▸ EXERCISE BRIEF
Print verbatim the lines of the entries from the one containing "# test: point at every instance of the bowl base, one" to the last, inclusive, and no others.

▸ GIVEN RECORDS
>> Start

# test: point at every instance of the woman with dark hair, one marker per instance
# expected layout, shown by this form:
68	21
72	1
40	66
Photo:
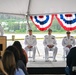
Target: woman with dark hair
10	64
23	54
19	62
71	62
2	71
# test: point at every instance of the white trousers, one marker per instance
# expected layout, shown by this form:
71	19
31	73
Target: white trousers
47	49
31	49
66	51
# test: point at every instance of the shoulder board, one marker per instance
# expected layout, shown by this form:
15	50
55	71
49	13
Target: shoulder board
65	37
45	36
53	36
72	36
26	35
34	36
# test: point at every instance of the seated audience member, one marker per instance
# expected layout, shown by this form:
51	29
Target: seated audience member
71	62
2	71
68	42
19	62
10	64
23	54
50	45
30	43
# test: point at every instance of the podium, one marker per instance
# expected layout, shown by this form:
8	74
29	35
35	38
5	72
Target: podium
3	42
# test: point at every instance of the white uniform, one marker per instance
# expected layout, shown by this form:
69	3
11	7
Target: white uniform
67	41
1	31
50	40
31	41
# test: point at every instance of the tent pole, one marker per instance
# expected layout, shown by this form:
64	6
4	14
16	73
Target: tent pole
27	15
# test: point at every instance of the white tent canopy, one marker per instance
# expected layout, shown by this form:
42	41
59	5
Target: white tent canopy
37	7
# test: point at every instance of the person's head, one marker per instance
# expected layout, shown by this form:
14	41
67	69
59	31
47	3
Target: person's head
9	62
2	68
30	32
18	45
14	51
49	31
68	33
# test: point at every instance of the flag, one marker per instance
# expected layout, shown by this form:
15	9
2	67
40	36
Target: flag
42	22
67	21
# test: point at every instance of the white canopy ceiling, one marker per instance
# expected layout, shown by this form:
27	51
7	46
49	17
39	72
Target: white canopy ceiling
37	7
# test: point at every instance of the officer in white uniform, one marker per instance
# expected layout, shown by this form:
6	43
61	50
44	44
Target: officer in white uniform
1	31
50	44
67	42
30	43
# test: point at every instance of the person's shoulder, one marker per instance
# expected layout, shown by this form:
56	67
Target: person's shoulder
52	36
45	36
72	36
64	37
19	72
26	36
33	35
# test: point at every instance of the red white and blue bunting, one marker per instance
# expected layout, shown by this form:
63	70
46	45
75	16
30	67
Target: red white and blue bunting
42	22
67	21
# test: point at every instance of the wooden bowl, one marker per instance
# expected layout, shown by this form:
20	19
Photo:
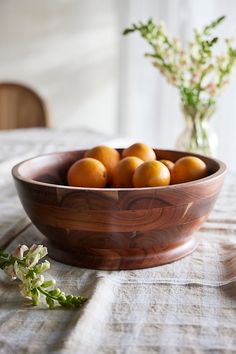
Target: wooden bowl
115	228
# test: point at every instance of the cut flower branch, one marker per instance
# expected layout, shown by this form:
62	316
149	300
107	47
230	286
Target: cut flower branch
23	264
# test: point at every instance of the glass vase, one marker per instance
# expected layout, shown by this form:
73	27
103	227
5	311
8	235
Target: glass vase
198	135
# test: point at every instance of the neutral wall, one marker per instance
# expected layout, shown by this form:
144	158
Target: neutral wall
68	51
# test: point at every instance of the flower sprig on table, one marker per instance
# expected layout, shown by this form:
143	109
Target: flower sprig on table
23	264
198	72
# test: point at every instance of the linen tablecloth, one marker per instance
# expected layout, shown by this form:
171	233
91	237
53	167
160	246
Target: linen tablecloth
185	307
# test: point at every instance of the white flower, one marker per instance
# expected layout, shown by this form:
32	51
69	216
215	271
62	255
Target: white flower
19	251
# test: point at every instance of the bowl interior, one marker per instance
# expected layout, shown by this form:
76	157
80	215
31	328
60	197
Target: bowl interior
52	168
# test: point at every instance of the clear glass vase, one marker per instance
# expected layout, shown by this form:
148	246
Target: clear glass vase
198	135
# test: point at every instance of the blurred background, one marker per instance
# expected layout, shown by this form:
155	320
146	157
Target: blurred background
73	54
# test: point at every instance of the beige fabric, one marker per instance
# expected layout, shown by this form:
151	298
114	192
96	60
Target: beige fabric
185	307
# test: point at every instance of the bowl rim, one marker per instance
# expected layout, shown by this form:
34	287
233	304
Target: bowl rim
220	172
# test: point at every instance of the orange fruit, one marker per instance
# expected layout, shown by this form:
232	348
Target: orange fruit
151	174
143	151
123	173
87	172
108	156
169	164
188	168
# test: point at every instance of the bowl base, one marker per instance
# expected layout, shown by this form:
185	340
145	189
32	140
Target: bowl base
103	259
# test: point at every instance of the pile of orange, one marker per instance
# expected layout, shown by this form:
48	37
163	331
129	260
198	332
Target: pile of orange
136	166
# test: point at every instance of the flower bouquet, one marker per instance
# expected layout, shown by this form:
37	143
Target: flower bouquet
199	73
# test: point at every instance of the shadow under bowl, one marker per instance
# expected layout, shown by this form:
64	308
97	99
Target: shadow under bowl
115	228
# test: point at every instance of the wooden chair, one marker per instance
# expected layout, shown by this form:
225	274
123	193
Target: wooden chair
21	107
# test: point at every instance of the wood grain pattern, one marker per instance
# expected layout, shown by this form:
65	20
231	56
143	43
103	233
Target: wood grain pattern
21	107
115	228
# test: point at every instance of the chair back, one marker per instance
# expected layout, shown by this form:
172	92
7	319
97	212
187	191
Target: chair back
21	107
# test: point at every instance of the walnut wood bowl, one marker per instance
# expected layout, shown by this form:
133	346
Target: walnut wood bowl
115	228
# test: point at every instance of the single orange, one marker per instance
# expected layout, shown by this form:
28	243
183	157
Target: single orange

>> End

▸ EXERCISE RESULT
# test: point at every instance of the bowl base, one marker per instance
# expected layout, shown by this form:
185	340
145	189
32	140
Target: bowl base
103	259
# test: point at every instance of the pile of orange, one marker per instance
# expected layout, shown by this form:
48	37
163	331
129	260
198	332
Target: pile of orange
136	166
# test: point at every instance of the flower bouquet, one marker per instance
# expected layout, shown by this form:
37	143
Target: flower bouquet
199	73
# test: point at every instance of the shadow under bowl, one marker per instance
# expected layout, shown by this form:
64	308
97	99
Target: shadow under bowl
115	228
# test: point at every instance of the wooden chair, one marker per instance
# expected layout, shown by this form:
225	274
123	193
Target: wooden chair
21	107
# test: point at every instance of the wood grain pattern, one marker per instance
# expected layout, shown by this form:
65	20
231	56
143	43
103	233
Target: wood grain pattern
21	107
115	228
# test: point at every instance of the chair back, one marker per instance
# expected layout, shown by this form:
172	92
7	319
97	212
187	191
Target: chair back
21	107
# test: point at every instance of the walnut wood bowl, one marker per instance
# expected layout, shown by this form:
133	346
Target: walnut wood bowl
115	228
# test: point at every instance of the single orange, one marker per instance
# expected layout, shown by this form:
28	243
183	157
Target: single orange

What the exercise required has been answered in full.